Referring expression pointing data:
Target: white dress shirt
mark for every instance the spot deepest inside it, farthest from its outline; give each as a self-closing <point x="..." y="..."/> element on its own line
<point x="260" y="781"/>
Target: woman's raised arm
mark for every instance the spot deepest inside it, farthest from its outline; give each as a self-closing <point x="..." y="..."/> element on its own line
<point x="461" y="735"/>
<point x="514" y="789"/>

TASK REQUIREMENTS:
Return all the lines shown above, precisely as they stand.

EXERCISE ANSWER:
Target: white dress shirt
mark for every instance the spot deepest inside it, farthest from its outline; give each as a self-closing <point x="..." y="..."/> element on its own line
<point x="260" y="781"/>
Target: woman's raised arm
mark for every instance the spot deepest inside it, farthest from its outline; give each as a self-closing <point x="..." y="..."/> element on its own line
<point x="461" y="735"/>
<point x="514" y="789"/>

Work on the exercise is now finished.